* **EXTRACT TO READ**
-- Opening Marker --

Interdisciplinary simulation training is quickly proving to be an answer to this problem. The approach describes the practicing of critical care situations and medical emergencies with the help of a highly realistic patient simulators and “real” hospital equipment. It assumes that a highly realistic training setting encourages participants to deeply engage with the practice matter, better retain what they learned, and ultimately apply their new skills with confidence in real-life situations.

 

What is more, in these simulation trainings, the entire care team trains together and practices measurements and procedures with one another in a safe setting, thus also strengthening team spirit, cohesion, and efficiency. When it comes to maternal and newborn care, this multidisciplinary approach brings together the care and medical staff from obstetrics, gynecology, neonatology, and pediatrics as well as midwives and anesthetists. Over time, simulation training has the potential to create specialist teams which perform care procedures together to successfully treat patients in high-risk situations.

 

Dr. Jens-Christian Schwindt, a neonatologist from Austria driven by his desire to improve the care for preterm and newborn infants, founded SIMCharacters in 2012. Together with a diverse team of experts, he has developed some of the most realistic infant simulators available. Paul, a patient simulator the size of a preterm infant born after the 27th week of gestation and weighing only 1,090 grams, has been available since 2021. In January this year, his “sister” Emily was unveiled, a term-born girl weighing 3,400 grams. Just like Paul, Emily has highly realistic internal and external anatomy, allowing healthcare professionals to train for crisis scenarios like resuscitation, respiratory distress syndrome or seizures. As this example shows, simulation training is one way to make neonatal care better and safer. Congratulations to Dr. Schwindt and his team!

-- Closing Marker --

* **TASK**
Answer these questions using the text on simulation training:
(a) Besides highly realistic patient simulators, what does the approach use to practice critical care situations?
(b) In what year was SIMCharacters founded?
(c) How much does the simulator named Emily weigh?

* **SUPPLIED RECORDS**
-- Opening Marker --

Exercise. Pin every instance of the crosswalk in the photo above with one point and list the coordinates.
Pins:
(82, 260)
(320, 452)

-- Closing Marker --
-- Opening Marker --

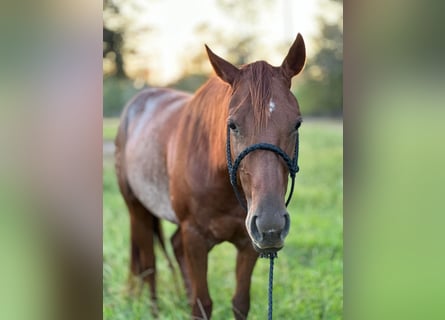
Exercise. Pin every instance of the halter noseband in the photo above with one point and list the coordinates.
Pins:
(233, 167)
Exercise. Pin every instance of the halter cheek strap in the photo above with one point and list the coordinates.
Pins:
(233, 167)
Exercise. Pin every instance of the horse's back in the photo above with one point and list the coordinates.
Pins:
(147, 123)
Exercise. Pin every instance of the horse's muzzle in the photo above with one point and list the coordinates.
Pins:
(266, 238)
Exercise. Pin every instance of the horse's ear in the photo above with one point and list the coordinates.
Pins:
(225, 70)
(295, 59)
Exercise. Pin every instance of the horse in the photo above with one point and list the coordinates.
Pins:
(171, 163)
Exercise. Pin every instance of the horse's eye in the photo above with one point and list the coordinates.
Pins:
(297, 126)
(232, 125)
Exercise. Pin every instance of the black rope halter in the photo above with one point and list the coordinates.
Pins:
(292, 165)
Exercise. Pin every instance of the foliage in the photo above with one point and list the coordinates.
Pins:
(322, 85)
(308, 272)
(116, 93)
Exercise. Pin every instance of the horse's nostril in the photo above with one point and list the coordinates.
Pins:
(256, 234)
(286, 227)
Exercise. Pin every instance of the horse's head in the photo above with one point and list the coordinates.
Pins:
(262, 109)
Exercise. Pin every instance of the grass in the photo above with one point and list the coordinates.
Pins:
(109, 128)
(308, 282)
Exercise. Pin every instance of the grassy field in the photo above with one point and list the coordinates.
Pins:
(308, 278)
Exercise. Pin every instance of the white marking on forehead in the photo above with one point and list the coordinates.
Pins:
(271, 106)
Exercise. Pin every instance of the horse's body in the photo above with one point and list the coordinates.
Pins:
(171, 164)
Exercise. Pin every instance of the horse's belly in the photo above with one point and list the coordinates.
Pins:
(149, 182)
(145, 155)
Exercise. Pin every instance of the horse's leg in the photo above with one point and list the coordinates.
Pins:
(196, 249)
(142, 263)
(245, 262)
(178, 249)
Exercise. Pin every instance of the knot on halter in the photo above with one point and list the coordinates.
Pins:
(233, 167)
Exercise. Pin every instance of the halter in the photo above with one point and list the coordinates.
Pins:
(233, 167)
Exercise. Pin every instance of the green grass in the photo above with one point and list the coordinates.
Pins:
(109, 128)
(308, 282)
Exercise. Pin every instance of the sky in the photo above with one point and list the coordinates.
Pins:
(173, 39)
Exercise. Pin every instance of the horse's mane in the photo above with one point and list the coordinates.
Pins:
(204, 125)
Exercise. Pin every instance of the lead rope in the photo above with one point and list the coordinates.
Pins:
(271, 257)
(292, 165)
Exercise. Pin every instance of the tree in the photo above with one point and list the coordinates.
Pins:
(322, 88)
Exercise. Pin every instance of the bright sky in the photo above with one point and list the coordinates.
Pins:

-- Closing Marker --
-- Opening Marker --

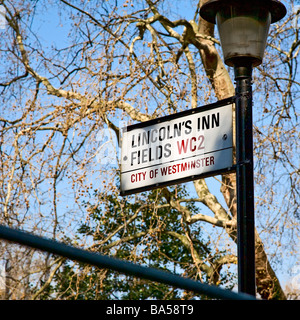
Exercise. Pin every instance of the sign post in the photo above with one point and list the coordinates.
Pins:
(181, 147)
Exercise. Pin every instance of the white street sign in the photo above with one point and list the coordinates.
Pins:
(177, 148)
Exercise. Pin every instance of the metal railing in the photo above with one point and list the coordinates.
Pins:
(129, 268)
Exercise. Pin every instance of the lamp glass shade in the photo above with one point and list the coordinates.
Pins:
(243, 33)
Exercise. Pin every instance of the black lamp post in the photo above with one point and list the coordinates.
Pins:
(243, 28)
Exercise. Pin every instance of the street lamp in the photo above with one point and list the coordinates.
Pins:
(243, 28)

-- Closing Marker --

* **EXERCISE ANSWER**
(a) "Real" hospital equipment.
(b) 2012.
(c) 3,400 grams.